### GIVEN TASK
Reproduce only the records from the line with "target: window pane" through the end of the records, changing "separate parts" to "disjoint parts" and keeping everything else the same.

### DATA LINES
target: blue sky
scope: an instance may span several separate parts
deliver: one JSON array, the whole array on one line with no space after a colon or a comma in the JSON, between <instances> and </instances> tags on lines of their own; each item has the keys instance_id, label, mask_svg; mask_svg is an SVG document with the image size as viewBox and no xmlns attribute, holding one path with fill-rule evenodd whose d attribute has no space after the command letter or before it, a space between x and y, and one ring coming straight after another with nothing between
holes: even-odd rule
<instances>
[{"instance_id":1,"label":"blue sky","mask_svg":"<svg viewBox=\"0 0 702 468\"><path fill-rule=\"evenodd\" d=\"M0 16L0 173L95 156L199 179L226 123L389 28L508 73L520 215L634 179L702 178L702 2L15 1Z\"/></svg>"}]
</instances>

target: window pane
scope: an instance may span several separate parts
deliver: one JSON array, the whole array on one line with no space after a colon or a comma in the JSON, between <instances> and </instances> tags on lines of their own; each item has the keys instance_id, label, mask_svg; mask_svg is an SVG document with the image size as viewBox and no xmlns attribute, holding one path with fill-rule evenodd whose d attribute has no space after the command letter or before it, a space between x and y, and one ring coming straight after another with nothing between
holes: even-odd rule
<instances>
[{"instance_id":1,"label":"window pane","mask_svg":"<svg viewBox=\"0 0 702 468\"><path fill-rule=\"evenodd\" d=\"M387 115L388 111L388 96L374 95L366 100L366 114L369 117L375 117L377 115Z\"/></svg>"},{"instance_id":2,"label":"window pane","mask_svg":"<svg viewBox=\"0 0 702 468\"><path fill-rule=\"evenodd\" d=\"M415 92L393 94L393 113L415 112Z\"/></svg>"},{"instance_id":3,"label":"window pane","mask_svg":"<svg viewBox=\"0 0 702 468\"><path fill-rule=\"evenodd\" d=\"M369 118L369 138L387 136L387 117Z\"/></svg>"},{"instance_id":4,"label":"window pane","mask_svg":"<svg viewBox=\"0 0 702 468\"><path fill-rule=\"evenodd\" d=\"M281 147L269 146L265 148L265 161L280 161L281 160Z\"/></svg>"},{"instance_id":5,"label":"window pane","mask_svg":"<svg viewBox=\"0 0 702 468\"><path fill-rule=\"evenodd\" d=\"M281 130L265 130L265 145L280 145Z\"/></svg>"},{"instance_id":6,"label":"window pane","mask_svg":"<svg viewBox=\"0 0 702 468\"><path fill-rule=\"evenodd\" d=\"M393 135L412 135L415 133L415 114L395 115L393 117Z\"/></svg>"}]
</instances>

### WRITTEN RESPONSE
target: window pane
scope: an instance may span several disjoint parts
deliver: one JSON array, the whole array on one line with no space after a colon or a comma in the JSON, between <instances> and </instances> tags on lines of their own; each item has the keys instance_id, label, mask_svg; mask_svg is an SVG document with the image size as viewBox and no xmlns attribute, holding one path with fill-rule evenodd whose d attribute has no space after the command letter or before it, a space between x and y, and one ring coming straight after another with nothing between
holes: even-odd rule
<instances>
[{"instance_id":1,"label":"window pane","mask_svg":"<svg viewBox=\"0 0 702 468\"><path fill-rule=\"evenodd\" d=\"M387 115L388 111L388 96L374 95L366 100L366 114L369 117L375 117L377 115Z\"/></svg>"},{"instance_id":2,"label":"window pane","mask_svg":"<svg viewBox=\"0 0 702 468\"><path fill-rule=\"evenodd\" d=\"M415 92L393 94L393 113L415 112Z\"/></svg>"},{"instance_id":3,"label":"window pane","mask_svg":"<svg viewBox=\"0 0 702 468\"><path fill-rule=\"evenodd\" d=\"M369 118L369 138L387 136L387 117Z\"/></svg>"},{"instance_id":4,"label":"window pane","mask_svg":"<svg viewBox=\"0 0 702 468\"><path fill-rule=\"evenodd\" d=\"M281 147L269 146L265 148L265 161L280 161L281 160Z\"/></svg>"},{"instance_id":5,"label":"window pane","mask_svg":"<svg viewBox=\"0 0 702 468\"><path fill-rule=\"evenodd\" d=\"M281 130L265 130L265 145L280 145Z\"/></svg>"},{"instance_id":6,"label":"window pane","mask_svg":"<svg viewBox=\"0 0 702 468\"><path fill-rule=\"evenodd\" d=\"M393 135L412 135L415 133L415 114L395 115L393 117Z\"/></svg>"}]
</instances>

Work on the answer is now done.